Annoying things about Azure APIM

It’s not all rosy pictures when it comes to API Management platforms. Whatever platform you’re using, sure enough the glossy materials and the sales pitch give a compelling story, but on a sliding scale from virtuous-integrity down to politician-promises your skepticism leans your thinking towards the latter end of that scale.

Knowing what’s good and bad about a particular API platform is especially important if you’re soon to decide on what API Platform to use. The MBA-folk will tell you to turn to the Gartner-and-associated ivory-towers of 2-by-2 matrices and in-depth analysis. But the reality is they wouldn’t know an API Management platform from a Kubernetes cluster, and to be frank the research and advisory firms are playing both sides to keep that dog and pony show going.

What you really want to know is - what is it really like to use these API Management platforms?

In this post we are going to give a view of what it’s like to use one of these platforms - Azure API Management (APIM). This will be from real enterprise platform experience, not just trialing it and giving it a whirl. I am talking about what it’s like using this in a medium-to-large enterprise as an API developer or an engineer/operator. We are going to take a different slant on this review and concentrate on what the really annoying things are about this platform that you don’t hear about until you actually start using APIM in anger. What gets under the skin of developers, operators and API program managers.

This is the ugly Quasimodo-like siblings they’ve tried to hide in the basement, and we’ll be kicking down the door and shining our 12,000 lumen torch into their beady little eyes.

Let’s do it…

What does ChatGPT say?

Hold that thought, side quest time… Because it’s the “thing to do” these days, I’ll run this through ChatGPT to see what it has to say on the annoying things about Azure APIM.

Do not fear reader, I am not going to be that intellectually lazy and will be putting some real meat into this and not just the 3D printed “tastes like real meat” soy-filled burger of ChatGPT. But it’s worthwhile seeing what it has to say. Turns out not much, and the output was unsurprisingly disappointing (quelle surprise).

Although it seems helpful on first glance, these statements are so high-level that most of them could apply to any API Platform (insert platform name here).

Now we’ve got that out of the way, after using the platform, what’s the low-down on those annoying things.

Developer Portal

When using an API Management platform, the provided developer portals usually feel like a tacked-on piece of software. You know how you see those cheap-and-cheerful sports cars that have an after-market spoiler that’s been bolted onto the boot using a compact-driver and is a different colour to the rest of the car? Sometimes developer portals feel a bit like that.

Portal content management is poor

So the whole platform is DevOps capable, apart from the developer portal. It’s all pretty much manual, where you go in and edit pages manually, save them and publish them. But once you’ve published them you’ve found that you’ve overwritten some other poor mugs changes who was editing the portal pages at the same time. Oops.

There is little content control, or ability to lock other people out from changes if you’re in the middle of making changes. In a large corporate where multiple people and teams may be releasing and creating APIs this causes content problems.

Microsoft do have a content management API, where you can push the content into a repo, so then you can use that to push content changes up to higher environments (e.g. from Dev to Test to Production), however it doesn’t overcome the initial content management problems (typically in the Dev environment).

The answer for Microsoft is to enable content control options and for the developer portal to be better integrated into DevOps and pipelines for content management.

**What you are asked to do:** Continue the Azure APIM critique from where it stops, carrying on its account of the platform's annoyances.

**Data extract:**

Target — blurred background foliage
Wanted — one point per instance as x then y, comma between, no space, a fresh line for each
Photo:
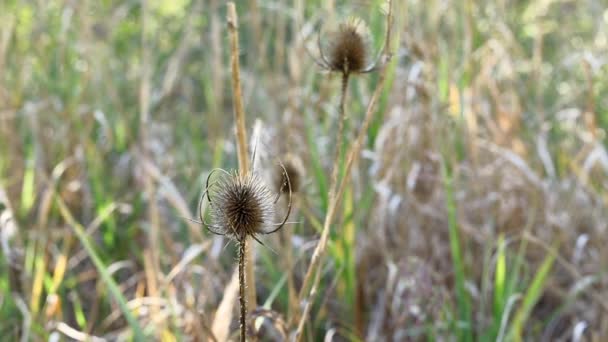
477,211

**Result:**
Some instability

The portal is usually up, but not always. This is related more to the platform overall than being portal-specific. It is especially the case if you’ve got a lower tier of service where sometimes your developer portal is unavailable. This may only happen a handful of times (2-5) per year, but it is annoying when it does go down as the visibility of your portal is gone.

Updates are glacial and mandatory

If using pipelines to push content changes to higher environments, coupled with that are portal version updates. As far as I know any update to the core portal code will then be pushed to your portal whether you like it or not. This could be a problem if the update deprecates or creates a breaking-change to something you’ve been using.

However, what seems worse is that the updates are so slow it can take more than a day for the pipeline to complete. At that speed you could put the content on floppy disks, fly them to your local data centre region and manually load the content onto the server in the time it can take for the pipeline to complete.

This is a bug bear about cloud in general, why do you need to update so often? Give it a rest already and make sure the code you ship isn’t buggy to begin with.

Documentation

Some of the documentation is automatically generated. Actually the most important documentation is automatically generated from APIM, and this is the OpenAPI Spec. Microsoft will want to make sure they get this right, don’t they? …They got it right, yes?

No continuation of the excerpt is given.